(Contour labeling rows)
◆ ◆ ◆ ◆ ◆

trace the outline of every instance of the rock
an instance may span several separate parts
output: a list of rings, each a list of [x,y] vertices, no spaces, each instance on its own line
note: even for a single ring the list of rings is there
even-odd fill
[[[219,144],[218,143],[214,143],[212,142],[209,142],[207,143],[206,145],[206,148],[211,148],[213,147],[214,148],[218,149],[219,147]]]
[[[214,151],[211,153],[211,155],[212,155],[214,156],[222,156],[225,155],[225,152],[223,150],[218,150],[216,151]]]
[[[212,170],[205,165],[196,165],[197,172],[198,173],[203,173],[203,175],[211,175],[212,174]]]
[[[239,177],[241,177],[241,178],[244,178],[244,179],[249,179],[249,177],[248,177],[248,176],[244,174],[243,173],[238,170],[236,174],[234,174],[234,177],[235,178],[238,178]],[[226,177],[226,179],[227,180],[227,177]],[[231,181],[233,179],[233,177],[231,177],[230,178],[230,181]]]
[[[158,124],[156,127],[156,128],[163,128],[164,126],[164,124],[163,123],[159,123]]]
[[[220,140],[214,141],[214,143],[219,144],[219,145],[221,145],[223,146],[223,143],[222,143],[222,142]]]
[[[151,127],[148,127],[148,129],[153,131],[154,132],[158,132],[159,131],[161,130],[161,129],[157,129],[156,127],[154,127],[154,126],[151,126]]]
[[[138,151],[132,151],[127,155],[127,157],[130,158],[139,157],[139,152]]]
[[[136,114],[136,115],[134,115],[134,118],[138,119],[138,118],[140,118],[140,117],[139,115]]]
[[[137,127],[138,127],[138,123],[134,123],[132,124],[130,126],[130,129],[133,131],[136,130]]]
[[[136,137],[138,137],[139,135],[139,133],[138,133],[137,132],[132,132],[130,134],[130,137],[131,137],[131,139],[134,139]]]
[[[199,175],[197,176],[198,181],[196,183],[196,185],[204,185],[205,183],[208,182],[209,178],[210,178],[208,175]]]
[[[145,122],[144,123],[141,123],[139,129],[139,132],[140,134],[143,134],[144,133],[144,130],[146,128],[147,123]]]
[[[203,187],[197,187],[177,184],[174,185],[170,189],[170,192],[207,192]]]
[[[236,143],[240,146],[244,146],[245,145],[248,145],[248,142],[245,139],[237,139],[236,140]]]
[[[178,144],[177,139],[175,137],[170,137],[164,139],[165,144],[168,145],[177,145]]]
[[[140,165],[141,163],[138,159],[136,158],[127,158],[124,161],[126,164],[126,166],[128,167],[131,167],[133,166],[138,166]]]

◆ ◆ ◆ ◆ ◆

● The task:
Write out the rows from the very first line through the line that contains "even-odd fill", keeping every character as it is and including that last line.

● Finished task:
trace the outline of every instance of the rock
an instance may span several separate parts
output: a list of rings, each a list of [x,y] vertices, no spaces, each instance on its own line
note: even for a single ring the list of rings is there
even-odd fill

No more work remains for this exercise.